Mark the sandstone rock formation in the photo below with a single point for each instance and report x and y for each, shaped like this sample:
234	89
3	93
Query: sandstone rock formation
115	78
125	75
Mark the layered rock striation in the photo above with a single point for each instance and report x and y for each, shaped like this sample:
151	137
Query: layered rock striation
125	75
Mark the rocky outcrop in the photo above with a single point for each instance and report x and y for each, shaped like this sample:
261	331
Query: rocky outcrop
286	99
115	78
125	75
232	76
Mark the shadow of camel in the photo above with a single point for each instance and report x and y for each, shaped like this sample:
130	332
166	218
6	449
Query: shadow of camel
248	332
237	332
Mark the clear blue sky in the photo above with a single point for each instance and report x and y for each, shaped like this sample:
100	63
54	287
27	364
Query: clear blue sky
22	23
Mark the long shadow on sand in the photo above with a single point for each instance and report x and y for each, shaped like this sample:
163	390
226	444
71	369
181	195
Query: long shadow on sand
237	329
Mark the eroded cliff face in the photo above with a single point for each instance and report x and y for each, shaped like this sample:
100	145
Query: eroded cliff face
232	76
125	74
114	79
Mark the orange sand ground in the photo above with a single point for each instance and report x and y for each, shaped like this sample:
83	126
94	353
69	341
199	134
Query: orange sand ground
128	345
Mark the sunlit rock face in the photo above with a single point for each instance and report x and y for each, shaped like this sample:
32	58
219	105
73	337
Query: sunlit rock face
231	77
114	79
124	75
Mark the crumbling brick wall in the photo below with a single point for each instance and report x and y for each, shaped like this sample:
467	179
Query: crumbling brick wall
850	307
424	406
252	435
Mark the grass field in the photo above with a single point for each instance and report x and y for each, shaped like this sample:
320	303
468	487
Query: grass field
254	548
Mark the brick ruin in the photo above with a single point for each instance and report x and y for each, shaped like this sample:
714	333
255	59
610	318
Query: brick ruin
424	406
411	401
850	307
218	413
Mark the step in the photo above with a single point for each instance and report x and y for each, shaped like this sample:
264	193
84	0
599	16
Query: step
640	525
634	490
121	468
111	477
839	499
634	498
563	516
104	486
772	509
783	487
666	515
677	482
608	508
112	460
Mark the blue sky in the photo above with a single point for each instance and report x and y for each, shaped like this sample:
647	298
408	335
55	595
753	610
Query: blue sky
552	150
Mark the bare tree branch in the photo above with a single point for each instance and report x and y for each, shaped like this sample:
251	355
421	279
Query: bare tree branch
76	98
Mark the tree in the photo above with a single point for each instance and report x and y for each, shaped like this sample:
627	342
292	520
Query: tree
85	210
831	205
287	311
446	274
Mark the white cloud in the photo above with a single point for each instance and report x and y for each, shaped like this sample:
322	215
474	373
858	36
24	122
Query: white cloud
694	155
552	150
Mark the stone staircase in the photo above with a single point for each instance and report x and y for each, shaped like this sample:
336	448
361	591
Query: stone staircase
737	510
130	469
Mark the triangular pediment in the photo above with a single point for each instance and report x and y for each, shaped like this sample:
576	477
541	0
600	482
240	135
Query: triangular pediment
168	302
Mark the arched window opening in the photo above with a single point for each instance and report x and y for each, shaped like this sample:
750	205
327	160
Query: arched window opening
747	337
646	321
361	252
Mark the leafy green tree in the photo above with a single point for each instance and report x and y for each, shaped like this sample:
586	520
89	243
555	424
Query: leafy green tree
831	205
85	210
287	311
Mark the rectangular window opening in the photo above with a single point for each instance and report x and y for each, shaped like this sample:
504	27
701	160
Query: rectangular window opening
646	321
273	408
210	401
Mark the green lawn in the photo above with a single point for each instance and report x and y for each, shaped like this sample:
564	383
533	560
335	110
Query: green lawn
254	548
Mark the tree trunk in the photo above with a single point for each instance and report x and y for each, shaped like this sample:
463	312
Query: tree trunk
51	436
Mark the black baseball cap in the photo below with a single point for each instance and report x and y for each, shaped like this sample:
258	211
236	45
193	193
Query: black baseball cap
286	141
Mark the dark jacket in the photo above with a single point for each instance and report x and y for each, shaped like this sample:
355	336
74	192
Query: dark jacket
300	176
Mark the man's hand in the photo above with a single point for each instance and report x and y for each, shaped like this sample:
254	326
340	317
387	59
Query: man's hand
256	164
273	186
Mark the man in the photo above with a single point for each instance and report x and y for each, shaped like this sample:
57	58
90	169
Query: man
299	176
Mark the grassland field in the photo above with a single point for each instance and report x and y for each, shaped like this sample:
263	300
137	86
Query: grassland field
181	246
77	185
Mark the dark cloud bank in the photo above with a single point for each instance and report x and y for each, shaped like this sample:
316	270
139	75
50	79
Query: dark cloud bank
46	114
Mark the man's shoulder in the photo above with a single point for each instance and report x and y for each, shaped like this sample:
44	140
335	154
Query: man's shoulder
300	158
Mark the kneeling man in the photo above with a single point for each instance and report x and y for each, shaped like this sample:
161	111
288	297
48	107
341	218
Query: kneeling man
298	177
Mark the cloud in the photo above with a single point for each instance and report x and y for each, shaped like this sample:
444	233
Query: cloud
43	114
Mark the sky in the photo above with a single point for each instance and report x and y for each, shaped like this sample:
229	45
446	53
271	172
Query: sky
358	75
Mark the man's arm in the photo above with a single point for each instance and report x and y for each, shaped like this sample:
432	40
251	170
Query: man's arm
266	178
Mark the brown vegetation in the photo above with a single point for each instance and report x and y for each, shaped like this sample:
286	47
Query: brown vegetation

**Brief**
All lines in the listing above that contain "brown" should be shown.

**Exercise result**
Mark the brown vegetation in the photo above with a single point for each instance and report x and y for each, shaped like this sample:
Query: brown vegetation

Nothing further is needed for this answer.